**Work to be completed**
Gather every line in the entries below that contains the string "yellow", matching case exactly.

**The input**
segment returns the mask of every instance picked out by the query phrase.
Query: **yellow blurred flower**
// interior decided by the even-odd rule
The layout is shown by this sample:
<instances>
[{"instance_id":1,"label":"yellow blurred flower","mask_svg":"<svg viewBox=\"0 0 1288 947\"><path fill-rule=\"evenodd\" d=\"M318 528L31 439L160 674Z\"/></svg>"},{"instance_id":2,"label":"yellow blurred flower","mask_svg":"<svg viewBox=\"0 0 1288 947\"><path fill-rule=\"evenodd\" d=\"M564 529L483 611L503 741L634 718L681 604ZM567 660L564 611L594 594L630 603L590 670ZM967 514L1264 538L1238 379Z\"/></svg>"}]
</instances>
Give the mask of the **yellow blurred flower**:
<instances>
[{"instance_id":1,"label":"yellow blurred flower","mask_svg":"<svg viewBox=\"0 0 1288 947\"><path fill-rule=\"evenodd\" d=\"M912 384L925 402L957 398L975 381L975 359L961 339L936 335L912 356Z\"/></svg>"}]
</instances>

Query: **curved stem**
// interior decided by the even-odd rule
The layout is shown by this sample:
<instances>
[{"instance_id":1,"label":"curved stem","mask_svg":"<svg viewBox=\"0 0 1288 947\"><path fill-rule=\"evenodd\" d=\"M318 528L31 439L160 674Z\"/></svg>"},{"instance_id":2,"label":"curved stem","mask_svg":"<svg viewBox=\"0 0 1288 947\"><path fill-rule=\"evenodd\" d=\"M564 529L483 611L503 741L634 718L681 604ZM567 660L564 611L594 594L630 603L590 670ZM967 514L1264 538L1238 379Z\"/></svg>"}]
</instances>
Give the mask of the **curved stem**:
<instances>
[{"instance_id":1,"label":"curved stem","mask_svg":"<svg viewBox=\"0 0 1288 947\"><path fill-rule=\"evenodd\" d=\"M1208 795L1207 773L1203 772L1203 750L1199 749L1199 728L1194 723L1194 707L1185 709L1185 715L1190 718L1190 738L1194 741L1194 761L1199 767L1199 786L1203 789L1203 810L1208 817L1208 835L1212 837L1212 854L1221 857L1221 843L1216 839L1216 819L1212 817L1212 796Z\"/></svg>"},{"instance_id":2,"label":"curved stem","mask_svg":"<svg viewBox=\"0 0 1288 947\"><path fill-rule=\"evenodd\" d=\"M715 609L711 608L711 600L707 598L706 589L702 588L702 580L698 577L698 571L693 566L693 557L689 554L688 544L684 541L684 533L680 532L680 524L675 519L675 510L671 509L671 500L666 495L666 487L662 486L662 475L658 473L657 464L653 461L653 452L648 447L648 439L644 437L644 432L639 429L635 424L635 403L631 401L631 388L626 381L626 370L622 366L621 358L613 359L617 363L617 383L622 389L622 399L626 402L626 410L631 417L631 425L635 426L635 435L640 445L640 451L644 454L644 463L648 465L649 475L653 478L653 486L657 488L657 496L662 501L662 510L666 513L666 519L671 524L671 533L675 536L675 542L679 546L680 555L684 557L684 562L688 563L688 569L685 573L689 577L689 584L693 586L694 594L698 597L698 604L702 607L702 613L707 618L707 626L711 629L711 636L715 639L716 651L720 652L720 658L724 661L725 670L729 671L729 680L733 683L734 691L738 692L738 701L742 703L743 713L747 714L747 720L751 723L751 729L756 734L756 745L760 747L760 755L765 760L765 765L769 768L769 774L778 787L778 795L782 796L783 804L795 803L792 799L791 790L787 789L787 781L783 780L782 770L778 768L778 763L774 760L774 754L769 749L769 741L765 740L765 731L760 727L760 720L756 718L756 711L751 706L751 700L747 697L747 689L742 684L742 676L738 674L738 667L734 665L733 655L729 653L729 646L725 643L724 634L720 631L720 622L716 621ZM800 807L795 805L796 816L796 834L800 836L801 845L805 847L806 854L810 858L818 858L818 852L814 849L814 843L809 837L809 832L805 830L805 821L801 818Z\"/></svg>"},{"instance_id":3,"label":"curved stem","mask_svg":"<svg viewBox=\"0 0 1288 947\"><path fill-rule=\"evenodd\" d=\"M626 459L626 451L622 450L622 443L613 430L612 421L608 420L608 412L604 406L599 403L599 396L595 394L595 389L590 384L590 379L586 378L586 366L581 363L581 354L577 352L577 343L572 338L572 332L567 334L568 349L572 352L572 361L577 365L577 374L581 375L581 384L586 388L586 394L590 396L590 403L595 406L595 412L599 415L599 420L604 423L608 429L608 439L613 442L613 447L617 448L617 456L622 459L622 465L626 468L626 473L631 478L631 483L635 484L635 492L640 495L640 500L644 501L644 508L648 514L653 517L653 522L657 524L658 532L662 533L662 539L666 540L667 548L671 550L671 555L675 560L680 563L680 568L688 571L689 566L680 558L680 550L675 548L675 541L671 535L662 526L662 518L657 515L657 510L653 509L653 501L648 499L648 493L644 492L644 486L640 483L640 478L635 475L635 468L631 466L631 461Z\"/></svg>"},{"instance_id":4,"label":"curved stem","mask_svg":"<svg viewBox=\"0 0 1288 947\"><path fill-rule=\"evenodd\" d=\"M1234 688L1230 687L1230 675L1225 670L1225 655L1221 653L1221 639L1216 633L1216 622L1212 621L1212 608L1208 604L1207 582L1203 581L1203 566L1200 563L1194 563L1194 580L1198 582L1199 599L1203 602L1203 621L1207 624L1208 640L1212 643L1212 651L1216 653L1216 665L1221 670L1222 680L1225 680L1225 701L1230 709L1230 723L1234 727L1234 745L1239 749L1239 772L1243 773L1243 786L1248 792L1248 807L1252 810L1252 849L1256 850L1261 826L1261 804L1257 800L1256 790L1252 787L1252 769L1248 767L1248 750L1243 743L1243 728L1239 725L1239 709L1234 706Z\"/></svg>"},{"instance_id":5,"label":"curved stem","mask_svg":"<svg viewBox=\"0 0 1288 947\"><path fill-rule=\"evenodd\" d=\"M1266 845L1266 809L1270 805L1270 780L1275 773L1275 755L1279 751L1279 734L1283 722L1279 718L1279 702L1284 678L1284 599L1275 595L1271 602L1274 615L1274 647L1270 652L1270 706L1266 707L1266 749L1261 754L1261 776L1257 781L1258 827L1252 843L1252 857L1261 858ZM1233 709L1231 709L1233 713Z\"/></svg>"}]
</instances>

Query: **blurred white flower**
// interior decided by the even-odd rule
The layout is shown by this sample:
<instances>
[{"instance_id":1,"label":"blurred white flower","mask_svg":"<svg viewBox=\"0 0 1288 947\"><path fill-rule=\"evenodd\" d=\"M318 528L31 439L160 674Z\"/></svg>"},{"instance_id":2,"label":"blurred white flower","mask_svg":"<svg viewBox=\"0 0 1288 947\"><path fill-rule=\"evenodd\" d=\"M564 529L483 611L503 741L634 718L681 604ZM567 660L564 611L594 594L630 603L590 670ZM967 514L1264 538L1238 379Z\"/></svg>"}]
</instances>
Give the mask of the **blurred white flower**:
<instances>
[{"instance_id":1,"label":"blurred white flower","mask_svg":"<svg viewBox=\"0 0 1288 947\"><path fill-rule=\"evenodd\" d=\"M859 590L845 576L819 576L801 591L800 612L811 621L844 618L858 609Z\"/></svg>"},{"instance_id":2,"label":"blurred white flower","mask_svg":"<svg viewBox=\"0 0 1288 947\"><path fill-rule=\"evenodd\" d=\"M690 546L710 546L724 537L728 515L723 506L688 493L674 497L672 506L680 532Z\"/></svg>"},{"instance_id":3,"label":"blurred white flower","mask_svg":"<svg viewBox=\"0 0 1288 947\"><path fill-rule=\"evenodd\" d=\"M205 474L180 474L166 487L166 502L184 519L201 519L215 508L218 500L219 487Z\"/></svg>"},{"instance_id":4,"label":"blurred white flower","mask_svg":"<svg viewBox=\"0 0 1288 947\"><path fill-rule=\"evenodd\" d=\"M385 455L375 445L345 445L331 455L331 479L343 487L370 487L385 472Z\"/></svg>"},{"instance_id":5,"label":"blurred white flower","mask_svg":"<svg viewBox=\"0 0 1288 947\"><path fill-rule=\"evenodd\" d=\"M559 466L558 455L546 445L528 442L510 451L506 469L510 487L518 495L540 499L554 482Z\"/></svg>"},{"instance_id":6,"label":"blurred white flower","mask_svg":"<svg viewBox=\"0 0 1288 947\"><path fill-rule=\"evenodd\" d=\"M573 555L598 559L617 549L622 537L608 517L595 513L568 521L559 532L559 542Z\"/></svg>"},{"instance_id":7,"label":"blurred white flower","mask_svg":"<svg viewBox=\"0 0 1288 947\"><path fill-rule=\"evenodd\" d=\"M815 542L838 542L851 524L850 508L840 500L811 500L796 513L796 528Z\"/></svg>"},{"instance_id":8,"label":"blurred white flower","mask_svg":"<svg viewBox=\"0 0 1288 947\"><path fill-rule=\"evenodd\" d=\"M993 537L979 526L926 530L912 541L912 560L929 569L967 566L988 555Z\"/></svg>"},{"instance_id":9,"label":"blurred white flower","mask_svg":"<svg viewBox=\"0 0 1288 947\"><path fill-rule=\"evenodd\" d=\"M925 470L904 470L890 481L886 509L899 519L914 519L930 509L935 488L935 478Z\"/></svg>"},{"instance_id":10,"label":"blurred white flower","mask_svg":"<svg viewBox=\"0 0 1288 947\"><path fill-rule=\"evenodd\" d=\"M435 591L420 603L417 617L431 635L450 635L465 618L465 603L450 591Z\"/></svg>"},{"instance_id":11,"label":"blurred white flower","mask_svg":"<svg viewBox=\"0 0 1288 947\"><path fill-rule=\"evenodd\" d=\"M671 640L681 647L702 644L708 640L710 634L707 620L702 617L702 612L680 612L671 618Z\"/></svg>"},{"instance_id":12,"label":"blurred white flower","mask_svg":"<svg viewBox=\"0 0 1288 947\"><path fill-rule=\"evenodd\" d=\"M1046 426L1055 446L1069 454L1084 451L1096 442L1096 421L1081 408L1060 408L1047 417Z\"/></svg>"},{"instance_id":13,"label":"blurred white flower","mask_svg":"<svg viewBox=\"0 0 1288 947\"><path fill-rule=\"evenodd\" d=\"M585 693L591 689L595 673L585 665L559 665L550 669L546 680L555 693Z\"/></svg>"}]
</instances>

**The reply**
Query: **yellow blurred flower**
[{"instance_id":1,"label":"yellow blurred flower","mask_svg":"<svg viewBox=\"0 0 1288 947\"><path fill-rule=\"evenodd\" d=\"M318 528L31 439L160 674Z\"/></svg>"},{"instance_id":2,"label":"yellow blurred flower","mask_svg":"<svg viewBox=\"0 0 1288 947\"><path fill-rule=\"evenodd\" d=\"M564 529L483 611L503 741L634 718L681 604ZM567 660L564 611L594 594L630 603L590 670ZM967 514L1264 538L1238 379Z\"/></svg>"}]
Give the mask of the **yellow blurred flower**:
[{"instance_id":1,"label":"yellow blurred flower","mask_svg":"<svg viewBox=\"0 0 1288 947\"><path fill-rule=\"evenodd\" d=\"M912 384L925 402L957 398L975 381L975 359L961 339L936 335L912 356Z\"/></svg>"}]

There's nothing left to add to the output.